The problem. Below are the records; restate word for word the lines from the first through the one containing "point: denim shirt", and only those.

Data to use.
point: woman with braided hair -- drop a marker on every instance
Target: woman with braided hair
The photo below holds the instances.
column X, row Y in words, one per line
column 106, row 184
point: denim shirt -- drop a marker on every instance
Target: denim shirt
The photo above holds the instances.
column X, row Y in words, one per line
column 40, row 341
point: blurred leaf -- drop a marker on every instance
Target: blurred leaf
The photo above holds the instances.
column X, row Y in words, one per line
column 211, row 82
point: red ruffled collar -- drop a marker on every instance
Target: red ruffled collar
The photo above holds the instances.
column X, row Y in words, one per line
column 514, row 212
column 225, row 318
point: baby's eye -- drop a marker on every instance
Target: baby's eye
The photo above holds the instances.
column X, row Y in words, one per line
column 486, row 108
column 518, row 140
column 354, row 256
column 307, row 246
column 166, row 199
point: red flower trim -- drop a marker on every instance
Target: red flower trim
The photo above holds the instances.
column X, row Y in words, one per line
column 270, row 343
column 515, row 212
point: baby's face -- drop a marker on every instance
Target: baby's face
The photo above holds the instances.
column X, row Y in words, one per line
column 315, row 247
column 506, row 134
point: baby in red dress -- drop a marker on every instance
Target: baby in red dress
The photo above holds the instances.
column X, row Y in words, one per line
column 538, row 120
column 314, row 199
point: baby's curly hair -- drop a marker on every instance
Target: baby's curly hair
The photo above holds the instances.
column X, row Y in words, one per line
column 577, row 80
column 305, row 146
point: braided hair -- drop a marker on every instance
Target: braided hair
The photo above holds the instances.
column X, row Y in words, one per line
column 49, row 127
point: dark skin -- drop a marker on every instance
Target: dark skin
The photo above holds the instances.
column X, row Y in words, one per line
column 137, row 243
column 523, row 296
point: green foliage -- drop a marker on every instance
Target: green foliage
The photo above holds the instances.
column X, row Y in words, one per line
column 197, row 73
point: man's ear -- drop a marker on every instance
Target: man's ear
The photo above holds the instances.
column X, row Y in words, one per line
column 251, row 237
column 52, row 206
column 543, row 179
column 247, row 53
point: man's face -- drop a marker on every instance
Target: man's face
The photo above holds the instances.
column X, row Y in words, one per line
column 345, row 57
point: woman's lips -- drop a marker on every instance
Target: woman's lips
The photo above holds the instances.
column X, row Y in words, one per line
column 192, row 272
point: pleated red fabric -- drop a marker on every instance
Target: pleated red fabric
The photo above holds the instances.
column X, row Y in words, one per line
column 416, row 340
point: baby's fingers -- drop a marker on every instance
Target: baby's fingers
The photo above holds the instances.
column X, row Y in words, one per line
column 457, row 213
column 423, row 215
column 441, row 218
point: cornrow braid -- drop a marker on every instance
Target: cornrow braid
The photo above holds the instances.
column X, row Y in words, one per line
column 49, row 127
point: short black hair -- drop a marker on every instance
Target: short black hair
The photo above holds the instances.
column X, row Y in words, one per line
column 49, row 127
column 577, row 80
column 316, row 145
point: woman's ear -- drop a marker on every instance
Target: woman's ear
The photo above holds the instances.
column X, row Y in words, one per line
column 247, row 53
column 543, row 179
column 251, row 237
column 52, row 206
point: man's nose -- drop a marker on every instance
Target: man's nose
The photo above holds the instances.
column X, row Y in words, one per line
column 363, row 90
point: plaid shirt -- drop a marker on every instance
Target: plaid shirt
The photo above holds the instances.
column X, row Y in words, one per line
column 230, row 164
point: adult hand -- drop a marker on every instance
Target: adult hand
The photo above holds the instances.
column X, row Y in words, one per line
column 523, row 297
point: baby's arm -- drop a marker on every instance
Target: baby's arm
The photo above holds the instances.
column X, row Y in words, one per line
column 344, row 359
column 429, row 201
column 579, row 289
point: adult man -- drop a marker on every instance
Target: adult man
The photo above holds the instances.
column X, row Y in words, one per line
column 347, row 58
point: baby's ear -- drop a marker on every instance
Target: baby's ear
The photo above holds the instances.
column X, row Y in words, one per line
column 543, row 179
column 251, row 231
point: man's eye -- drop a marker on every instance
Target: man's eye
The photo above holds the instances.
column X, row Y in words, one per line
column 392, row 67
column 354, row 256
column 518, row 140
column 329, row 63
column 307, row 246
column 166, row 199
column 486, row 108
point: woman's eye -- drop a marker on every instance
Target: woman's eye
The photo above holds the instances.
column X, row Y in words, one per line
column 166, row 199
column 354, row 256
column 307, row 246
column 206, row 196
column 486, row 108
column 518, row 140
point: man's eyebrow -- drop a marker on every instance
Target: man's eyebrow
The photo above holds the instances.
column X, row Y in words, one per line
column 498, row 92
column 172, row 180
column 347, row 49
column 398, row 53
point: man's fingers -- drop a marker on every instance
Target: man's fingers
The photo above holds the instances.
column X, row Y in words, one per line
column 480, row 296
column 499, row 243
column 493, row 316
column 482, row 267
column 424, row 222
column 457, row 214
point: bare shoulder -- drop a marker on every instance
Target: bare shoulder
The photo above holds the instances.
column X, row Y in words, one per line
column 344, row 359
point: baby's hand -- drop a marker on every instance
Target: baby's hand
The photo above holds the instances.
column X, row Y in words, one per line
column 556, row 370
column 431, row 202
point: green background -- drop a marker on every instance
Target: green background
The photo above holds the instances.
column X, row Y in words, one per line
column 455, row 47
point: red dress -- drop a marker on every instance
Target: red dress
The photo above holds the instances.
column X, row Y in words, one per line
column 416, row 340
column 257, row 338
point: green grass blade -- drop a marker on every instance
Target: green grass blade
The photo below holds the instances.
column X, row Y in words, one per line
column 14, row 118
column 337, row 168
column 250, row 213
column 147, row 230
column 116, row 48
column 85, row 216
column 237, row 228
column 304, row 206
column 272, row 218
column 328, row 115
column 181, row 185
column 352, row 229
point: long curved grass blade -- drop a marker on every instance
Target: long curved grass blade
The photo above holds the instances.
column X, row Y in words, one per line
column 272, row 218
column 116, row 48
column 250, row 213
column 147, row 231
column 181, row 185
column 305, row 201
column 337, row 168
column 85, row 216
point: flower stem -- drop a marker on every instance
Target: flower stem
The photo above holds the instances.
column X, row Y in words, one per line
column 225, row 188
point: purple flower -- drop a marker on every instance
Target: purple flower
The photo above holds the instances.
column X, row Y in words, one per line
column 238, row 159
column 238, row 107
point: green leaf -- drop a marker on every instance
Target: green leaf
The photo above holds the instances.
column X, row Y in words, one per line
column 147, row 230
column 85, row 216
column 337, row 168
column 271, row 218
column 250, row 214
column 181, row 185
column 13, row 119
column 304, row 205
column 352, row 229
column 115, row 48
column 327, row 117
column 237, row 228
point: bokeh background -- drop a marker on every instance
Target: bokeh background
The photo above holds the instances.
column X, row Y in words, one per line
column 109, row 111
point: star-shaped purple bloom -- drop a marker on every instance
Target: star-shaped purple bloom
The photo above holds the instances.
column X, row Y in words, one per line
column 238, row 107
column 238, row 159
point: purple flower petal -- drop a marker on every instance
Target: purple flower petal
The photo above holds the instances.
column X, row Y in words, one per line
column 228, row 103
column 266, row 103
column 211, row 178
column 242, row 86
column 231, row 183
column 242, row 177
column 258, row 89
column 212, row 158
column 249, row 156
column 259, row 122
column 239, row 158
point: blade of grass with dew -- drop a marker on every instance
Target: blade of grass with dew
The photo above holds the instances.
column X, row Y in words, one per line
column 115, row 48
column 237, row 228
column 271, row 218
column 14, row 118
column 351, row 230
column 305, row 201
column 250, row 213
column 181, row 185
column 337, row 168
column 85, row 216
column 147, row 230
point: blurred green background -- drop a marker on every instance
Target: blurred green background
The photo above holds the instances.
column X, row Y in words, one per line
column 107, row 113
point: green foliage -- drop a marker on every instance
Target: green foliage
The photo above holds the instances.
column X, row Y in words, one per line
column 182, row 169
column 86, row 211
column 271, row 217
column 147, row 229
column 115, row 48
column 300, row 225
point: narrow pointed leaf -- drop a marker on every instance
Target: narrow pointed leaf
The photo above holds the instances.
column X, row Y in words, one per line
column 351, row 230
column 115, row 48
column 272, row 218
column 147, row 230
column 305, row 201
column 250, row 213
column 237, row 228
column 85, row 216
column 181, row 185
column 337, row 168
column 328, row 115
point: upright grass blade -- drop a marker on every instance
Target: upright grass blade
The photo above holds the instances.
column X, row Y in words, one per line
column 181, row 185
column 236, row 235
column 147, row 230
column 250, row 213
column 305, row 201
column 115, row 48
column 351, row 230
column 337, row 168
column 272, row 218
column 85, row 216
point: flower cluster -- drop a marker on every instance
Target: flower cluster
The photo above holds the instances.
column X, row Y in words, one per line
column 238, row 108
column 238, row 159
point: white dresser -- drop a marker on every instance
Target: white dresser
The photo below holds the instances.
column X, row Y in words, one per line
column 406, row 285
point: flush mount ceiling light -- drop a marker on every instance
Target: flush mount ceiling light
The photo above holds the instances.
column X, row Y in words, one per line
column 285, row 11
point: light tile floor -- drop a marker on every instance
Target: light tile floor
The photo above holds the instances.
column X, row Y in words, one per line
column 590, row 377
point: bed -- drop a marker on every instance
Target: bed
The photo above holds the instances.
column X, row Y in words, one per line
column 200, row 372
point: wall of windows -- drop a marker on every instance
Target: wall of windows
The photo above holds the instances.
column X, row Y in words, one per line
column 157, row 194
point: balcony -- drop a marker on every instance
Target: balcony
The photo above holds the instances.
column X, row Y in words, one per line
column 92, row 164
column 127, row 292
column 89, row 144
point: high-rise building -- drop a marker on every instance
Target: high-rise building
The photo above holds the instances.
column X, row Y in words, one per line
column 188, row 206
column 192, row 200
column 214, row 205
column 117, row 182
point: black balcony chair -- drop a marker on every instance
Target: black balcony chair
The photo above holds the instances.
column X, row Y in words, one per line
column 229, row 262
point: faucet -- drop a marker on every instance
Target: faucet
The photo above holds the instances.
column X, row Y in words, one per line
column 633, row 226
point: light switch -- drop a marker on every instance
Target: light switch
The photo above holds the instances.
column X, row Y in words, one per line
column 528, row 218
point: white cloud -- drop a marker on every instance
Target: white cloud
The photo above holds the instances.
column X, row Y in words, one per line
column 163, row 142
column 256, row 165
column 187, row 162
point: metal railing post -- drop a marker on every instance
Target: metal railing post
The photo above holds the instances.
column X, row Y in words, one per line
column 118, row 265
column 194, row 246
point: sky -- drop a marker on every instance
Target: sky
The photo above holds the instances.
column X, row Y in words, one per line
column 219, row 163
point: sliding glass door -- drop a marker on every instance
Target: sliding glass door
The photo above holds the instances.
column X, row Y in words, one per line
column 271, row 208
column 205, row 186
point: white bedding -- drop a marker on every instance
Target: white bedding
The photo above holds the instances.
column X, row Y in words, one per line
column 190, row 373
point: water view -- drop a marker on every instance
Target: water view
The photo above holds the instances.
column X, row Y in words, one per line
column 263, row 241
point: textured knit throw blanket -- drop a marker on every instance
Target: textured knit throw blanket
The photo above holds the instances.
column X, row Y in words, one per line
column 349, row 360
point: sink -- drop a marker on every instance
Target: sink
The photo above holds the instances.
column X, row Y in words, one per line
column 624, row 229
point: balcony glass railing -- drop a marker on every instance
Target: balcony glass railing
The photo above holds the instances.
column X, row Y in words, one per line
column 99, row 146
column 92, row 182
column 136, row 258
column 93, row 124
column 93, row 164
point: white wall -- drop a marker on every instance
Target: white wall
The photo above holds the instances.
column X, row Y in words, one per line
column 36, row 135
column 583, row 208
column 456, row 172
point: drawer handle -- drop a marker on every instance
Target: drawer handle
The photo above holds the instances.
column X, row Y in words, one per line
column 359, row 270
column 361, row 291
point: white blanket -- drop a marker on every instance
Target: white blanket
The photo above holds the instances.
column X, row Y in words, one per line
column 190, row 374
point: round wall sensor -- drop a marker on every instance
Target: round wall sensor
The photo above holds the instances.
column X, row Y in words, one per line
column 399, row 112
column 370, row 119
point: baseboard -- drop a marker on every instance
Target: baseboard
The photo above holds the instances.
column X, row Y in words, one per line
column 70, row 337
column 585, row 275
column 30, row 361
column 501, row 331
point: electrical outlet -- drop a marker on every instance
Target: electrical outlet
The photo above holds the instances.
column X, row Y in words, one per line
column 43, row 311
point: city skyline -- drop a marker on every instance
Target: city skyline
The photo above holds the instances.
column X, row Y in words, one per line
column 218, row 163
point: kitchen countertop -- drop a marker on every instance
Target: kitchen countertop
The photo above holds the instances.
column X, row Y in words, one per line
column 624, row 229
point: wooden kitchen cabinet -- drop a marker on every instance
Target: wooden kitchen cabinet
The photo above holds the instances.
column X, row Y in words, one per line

Answer.
point: woman with braided hair -- drop a marker on every instance
Target: woman with braided hair
The photo below holds the instances.
column X, row Y in words, one per line
column 106, row 184
point: denim shirt -- drop a marker on every instance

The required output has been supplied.